-- DATA PROVIDED follows --
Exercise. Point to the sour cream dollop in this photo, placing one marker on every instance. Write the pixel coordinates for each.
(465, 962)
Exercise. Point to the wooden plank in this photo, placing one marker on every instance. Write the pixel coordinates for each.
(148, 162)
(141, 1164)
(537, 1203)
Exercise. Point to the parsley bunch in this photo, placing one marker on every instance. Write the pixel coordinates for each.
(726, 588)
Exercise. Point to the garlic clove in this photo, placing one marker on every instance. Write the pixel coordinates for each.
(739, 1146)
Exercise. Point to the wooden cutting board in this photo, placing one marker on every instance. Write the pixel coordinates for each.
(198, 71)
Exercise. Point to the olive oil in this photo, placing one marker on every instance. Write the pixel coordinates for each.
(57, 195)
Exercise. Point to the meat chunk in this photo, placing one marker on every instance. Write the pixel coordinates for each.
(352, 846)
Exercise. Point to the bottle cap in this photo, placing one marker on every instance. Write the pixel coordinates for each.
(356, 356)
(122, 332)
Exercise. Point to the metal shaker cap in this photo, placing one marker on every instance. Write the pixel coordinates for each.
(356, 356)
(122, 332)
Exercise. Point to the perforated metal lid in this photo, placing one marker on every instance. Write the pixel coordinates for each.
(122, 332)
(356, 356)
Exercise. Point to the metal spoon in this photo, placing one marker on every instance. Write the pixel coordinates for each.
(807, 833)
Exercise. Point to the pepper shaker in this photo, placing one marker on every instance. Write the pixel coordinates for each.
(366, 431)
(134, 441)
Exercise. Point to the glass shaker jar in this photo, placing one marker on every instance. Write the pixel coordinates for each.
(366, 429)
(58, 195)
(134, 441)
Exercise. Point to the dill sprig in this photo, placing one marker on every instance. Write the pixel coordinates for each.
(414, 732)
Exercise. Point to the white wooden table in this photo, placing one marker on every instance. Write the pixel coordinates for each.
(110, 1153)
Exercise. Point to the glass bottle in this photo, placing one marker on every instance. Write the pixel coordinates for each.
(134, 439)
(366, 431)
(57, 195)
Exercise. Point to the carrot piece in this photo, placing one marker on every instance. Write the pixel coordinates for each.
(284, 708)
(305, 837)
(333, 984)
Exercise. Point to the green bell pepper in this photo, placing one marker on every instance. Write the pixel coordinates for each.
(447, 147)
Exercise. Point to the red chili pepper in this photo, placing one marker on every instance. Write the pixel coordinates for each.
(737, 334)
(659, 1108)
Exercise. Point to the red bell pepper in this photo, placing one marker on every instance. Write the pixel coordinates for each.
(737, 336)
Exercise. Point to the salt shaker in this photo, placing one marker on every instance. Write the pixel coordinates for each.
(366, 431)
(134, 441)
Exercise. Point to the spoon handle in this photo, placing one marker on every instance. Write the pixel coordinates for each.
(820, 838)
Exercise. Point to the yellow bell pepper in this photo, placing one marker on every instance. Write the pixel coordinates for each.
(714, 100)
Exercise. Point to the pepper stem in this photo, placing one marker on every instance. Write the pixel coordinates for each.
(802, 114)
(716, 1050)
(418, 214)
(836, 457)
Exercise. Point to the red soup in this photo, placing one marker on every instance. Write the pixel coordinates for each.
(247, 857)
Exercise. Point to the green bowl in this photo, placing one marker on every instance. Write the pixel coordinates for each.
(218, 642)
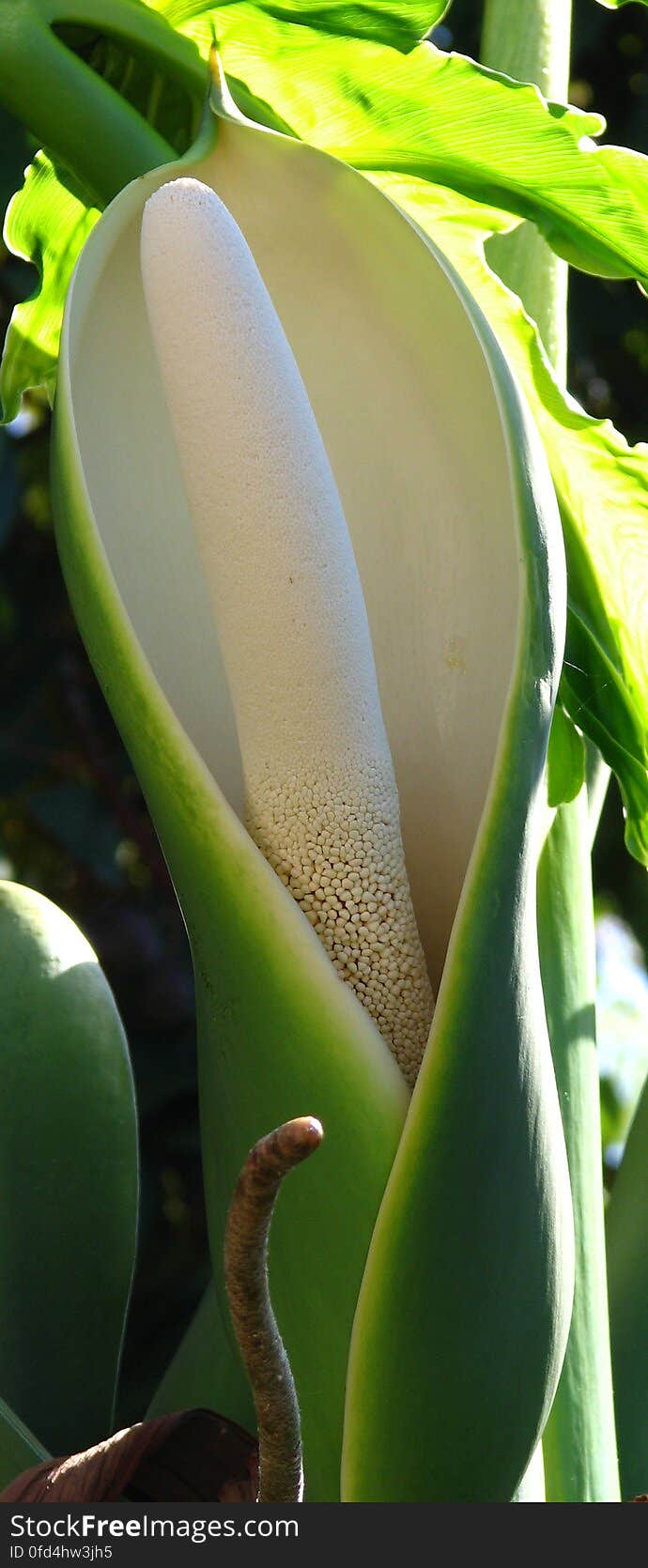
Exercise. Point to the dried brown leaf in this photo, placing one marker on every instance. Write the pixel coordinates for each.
(192, 1455)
-- DATA PROVIDED concluded --
THE TASK: Where an entry contains an image, drop the image and copy everything else word for word.

WRITTEN SOLUTION:
Exercise. Point to the sour cream dollop in this photo, placing one marker on every instance. Write the pixel coordinates for each.
(465, 962)
Exercise. Point to the wooden plank in this photo, placing one marker on every instance. Write the pixel coordinates for each.
(148, 162)
(141, 1164)
(537, 1203)
Exercise. Point to the parsley bunch in this photo, placing one marker on every instance. Write the pixel coordinates for each.
(726, 588)
Exercise. Point to the garlic clove in this photo, placing one marker on every instance. Write the pixel coordinates for each.
(739, 1146)
Exercise. Point to the wooden cutting board in this photo, placing one marker on every instance. Write the pixel coordinates for each.
(198, 71)
Exercise. Point to the olive oil in this photo, placing one marker on every instance. Write the pixel coordinates for each.
(57, 195)
Exercise. Point to the meat chunk in this photo, placing one marker on every instance. Write the pixel coordinates for each.
(352, 846)
Exercise. Point to the bottle cap in this photo, placing one marker on every instance. Write the pixel coordinates for each.
(356, 356)
(122, 332)
Exercise. Point to the metal shaker cap in this photo, placing one marker on every instance. Write the pixel coordinates for each.
(356, 356)
(122, 332)
Exercise. Point to the perforated metal lid in this photo, placing one marker on every instance. Write the pixel coordinates for each.
(122, 332)
(356, 356)
Exercise. Point to the metal spoon in this photo, placing one marker on every instance. Write the pixel coordinates for each.
(807, 833)
Exercise. Point to the pepper shaker in this photo, placing one marker on every instance. Write the pixel coordinates for each.
(366, 431)
(134, 441)
Exercise. Point to the glass shaker jar in this photo, placing one marker on every instance. Write the pixel coordinates for each.
(366, 429)
(58, 195)
(134, 441)
Exercise. Point to the dill sprig in this photo, placing one marker on every instance. Write the pixel coordinates for each.
(414, 732)
Exercise. Point to the white wooden table in this photo, placing one marker on every instance. Write the pixel coordinates for each.
(110, 1153)
Exercise. Point to the glass bottle in this photo, placing one marker on every instance. Write the pixel coordinates for each.
(134, 439)
(366, 431)
(57, 195)
Exercise. Point to the carrot piece in this photo, placing one marker on every instance. Write the pixel coordinates for each.
(284, 708)
(305, 837)
(333, 984)
Exercise. Point to the green bell pepper in this photo, placing one marker on every instance. Write the pixel coordinates for each.
(447, 147)
Exercise. Point to the red chili pepper in this photo, placing one marker on every instance. Write the pixel coordinates for each.
(737, 334)
(659, 1108)
Exercise. Point to the red bell pepper in this photo, placing one marker on every instance. Write the pixel coordinates for each.
(737, 336)
Exercise. Point to the salt shaker in this photo, placing one marker on every instance. Write the pixel coordinates for each.
(366, 431)
(134, 441)
Exercise. Point to the spoon handle in this photo, placing one marker on every instance. Write the pixel coordinates for each.
(820, 838)
Exercise. Point to the yellow bell pepper in this photo, placing one marker on every instance. Write the pixel coordinates for each.
(714, 100)
Exercise. Point to the pepper stem in this photo, placing one marker on every instance. Write the pixel coordinates for each.
(802, 114)
(716, 1050)
(418, 214)
(836, 457)
Exercise. Point to the red soup in this photo, placing one marker on every instance. Write the pixel coordinates for each.
(247, 857)
Exercise. Point to the green bowl in this photo, placing one marker on every instance. Write the pixel coordinates for each.
(218, 642)
Exercise. Point to the dried brown leaf in this photo, placing one marker on every instance. Write the pixel coordinates for each.
(192, 1455)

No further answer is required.